▶ DIRECTIVE
Convert every line of the listing below into a JSON list of strings, one string per line, leaving out blank lines and the pictures.

▶ LISTED ENTRIES
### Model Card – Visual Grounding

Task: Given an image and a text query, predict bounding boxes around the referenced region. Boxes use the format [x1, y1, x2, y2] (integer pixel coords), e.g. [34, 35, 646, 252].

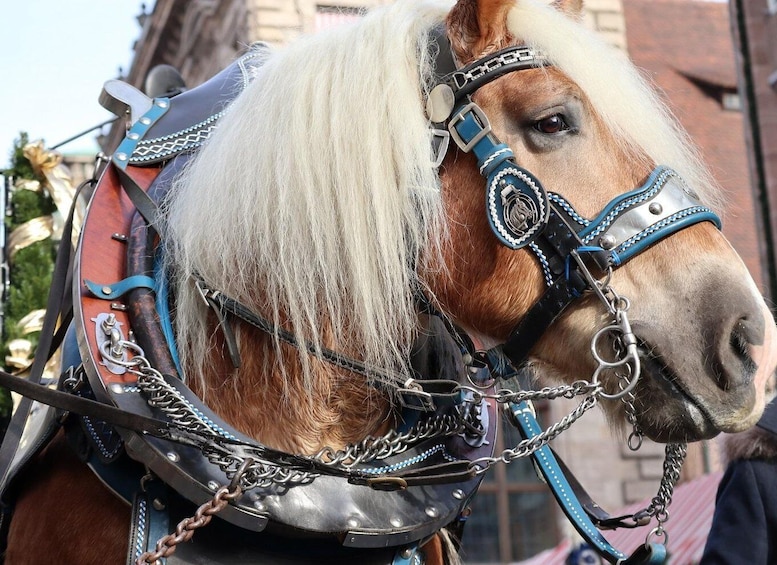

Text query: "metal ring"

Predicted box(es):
[100, 340, 148, 368]
[645, 526, 669, 548]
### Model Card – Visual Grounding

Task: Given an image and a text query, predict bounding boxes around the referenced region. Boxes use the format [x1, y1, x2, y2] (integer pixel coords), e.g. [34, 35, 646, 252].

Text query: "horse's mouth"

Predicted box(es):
[636, 340, 720, 442]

▶ IN RESPONSE
[
  "### Model Card – Visual Grounding",
  "Task: Given an image and a text query, predict bounding boxes around the referenced region. Boxes use the format [x1, y1, x2, y2] (integer pixel coords), e.g. [34, 35, 646, 252].",
  "Text query: \"metal ring\"",
  "Predicted box(es):",
  "[100, 340, 148, 368]",
  "[645, 526, 669, 548]",
  "### Model Card – Visual Grounding",
  "Task: Given an image and a text query, predict bounding boxes around the referenced region. Boxes use the format [x1, y1, x2, y2] (integer pixel coords), e.g. [34, 35, 646, 252].",
  "Text query: \"horse's mouth\"",
  "Predicted box(es):",
  "[636, 340, 720, 442]"
]